*How to complete this task:*
Produce a copy of every line in the records that holds the string "below".

*Dataset excerpts:*
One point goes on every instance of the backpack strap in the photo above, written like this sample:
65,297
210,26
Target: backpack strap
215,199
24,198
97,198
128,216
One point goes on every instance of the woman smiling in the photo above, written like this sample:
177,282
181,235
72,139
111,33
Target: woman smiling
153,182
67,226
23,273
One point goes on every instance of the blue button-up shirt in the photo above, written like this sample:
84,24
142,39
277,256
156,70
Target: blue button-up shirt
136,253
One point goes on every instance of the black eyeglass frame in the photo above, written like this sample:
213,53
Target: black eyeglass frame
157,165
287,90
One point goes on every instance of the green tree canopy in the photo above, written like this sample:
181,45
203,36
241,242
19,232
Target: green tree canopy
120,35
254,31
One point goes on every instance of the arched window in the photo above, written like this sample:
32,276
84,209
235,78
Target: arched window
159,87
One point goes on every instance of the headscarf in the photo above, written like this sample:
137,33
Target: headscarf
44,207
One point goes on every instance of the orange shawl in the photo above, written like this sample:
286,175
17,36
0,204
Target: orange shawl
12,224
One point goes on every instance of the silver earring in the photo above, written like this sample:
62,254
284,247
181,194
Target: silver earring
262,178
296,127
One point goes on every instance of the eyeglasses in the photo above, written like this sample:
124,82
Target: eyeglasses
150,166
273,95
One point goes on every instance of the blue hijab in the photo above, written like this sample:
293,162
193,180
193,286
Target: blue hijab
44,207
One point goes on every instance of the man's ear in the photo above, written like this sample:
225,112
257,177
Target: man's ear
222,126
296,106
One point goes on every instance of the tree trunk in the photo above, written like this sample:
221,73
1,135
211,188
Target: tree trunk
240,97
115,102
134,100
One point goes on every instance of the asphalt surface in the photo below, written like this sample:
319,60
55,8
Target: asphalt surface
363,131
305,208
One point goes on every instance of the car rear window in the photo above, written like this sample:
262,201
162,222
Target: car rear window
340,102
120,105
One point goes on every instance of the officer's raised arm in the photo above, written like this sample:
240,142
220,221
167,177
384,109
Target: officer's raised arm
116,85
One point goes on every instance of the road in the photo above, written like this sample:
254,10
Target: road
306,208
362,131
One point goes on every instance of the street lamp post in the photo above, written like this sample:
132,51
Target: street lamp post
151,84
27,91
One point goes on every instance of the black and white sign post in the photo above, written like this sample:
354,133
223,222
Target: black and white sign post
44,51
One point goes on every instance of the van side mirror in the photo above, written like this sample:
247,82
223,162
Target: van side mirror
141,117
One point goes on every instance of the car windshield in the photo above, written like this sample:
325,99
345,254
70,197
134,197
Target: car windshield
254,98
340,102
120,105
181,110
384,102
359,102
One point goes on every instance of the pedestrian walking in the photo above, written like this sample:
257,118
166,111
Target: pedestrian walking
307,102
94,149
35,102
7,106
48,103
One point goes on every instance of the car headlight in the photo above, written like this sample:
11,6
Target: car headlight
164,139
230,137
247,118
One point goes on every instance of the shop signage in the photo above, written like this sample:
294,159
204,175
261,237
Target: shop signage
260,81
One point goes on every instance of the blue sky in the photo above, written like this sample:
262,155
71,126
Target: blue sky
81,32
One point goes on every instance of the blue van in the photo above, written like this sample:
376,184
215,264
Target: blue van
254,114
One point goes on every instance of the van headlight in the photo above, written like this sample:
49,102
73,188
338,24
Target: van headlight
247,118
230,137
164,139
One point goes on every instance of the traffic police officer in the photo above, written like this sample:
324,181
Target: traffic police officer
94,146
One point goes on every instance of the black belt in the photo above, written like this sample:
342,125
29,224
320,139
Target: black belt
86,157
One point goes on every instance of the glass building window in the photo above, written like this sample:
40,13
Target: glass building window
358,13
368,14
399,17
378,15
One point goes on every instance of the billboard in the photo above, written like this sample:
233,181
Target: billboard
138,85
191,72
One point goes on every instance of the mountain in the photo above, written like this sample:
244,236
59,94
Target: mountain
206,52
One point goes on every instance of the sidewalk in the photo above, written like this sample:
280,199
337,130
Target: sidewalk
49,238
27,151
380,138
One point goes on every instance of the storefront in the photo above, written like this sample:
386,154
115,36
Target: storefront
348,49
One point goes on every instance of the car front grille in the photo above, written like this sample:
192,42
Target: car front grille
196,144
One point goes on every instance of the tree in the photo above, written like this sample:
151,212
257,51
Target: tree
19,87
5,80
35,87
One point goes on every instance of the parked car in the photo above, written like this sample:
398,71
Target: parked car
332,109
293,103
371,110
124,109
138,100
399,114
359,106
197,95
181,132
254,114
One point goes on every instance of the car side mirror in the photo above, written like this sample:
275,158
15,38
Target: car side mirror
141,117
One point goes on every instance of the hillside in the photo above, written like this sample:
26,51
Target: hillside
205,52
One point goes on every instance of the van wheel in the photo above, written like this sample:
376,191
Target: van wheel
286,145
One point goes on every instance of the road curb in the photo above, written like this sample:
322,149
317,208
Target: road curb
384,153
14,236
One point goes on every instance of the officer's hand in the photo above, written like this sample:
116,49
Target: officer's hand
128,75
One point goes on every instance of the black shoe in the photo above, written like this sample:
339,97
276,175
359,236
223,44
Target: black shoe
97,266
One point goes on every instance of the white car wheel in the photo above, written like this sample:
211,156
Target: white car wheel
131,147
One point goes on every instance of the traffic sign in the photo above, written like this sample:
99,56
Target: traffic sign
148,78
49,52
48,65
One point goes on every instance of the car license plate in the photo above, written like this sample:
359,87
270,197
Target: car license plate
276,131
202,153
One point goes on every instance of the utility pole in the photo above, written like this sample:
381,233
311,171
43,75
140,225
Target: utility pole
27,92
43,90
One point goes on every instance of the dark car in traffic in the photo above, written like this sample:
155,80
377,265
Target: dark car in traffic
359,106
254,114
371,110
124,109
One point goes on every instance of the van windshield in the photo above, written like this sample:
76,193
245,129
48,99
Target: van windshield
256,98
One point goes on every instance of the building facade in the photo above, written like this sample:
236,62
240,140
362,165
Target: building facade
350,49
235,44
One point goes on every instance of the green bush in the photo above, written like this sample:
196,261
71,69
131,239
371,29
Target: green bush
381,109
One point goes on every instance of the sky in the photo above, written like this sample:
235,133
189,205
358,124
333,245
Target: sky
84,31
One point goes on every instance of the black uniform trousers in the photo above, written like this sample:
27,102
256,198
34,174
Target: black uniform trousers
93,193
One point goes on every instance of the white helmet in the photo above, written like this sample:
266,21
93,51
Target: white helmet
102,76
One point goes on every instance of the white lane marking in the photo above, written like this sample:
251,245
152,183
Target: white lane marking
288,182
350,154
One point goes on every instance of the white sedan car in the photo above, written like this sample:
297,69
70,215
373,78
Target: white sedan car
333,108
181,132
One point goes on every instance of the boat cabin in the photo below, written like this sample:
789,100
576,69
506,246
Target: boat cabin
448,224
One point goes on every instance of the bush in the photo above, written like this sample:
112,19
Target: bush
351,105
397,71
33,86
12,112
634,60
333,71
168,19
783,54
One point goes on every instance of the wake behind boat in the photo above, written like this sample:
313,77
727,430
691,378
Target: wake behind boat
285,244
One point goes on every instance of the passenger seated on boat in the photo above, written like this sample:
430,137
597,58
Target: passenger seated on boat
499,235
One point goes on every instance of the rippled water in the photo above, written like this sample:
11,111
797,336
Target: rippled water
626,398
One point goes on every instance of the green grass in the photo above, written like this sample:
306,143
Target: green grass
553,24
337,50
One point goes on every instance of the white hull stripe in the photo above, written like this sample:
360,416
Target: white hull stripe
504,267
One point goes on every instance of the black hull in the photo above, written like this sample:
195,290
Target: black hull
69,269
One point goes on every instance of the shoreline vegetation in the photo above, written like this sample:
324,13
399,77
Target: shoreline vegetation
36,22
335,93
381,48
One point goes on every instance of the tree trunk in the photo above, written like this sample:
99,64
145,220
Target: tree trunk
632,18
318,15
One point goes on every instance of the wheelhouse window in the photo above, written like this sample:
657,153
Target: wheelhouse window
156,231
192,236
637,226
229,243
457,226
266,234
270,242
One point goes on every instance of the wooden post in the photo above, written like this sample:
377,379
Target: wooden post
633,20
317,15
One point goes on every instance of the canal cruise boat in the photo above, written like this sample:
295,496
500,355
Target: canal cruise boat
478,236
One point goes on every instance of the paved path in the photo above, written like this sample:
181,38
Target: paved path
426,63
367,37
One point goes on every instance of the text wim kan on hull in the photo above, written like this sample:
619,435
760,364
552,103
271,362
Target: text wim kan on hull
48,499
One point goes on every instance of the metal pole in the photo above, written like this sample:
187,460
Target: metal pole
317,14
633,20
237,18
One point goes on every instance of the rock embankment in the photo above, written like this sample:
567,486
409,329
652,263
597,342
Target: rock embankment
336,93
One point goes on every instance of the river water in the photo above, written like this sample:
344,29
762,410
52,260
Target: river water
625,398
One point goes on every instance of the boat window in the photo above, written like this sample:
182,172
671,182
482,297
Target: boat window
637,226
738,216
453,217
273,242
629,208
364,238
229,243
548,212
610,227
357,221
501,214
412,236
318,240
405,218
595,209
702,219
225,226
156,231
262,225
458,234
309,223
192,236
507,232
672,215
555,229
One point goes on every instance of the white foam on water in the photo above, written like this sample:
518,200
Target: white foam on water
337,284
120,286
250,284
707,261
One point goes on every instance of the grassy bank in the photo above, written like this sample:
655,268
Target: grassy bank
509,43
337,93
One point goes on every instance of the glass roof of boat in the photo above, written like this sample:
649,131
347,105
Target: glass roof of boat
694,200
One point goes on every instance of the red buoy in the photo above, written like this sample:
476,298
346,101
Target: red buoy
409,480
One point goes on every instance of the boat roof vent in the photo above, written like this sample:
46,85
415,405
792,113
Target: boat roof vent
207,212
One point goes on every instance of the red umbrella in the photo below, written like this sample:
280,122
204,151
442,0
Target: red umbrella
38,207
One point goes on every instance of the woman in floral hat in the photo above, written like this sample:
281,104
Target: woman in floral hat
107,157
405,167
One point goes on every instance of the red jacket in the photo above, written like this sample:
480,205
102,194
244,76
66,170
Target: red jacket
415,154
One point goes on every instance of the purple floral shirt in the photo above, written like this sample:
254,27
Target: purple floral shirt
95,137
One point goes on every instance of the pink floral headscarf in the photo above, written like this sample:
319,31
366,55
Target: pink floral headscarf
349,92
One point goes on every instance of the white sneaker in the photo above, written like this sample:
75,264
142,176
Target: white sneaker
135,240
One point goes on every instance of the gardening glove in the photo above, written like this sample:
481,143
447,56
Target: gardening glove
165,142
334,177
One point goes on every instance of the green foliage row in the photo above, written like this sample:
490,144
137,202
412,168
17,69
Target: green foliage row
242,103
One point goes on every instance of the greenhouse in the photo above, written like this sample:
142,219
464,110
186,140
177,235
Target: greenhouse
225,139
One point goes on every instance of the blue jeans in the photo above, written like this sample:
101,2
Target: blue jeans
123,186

*Result of the exercise:*
One point goes on every instance of the asphalt surface in the photo below, written like this sample:
One point goes on every instance of the boat cabin in the photo below, written like this sample:
One point goes on every instance of the red umbrella in the photo below, written like this sample:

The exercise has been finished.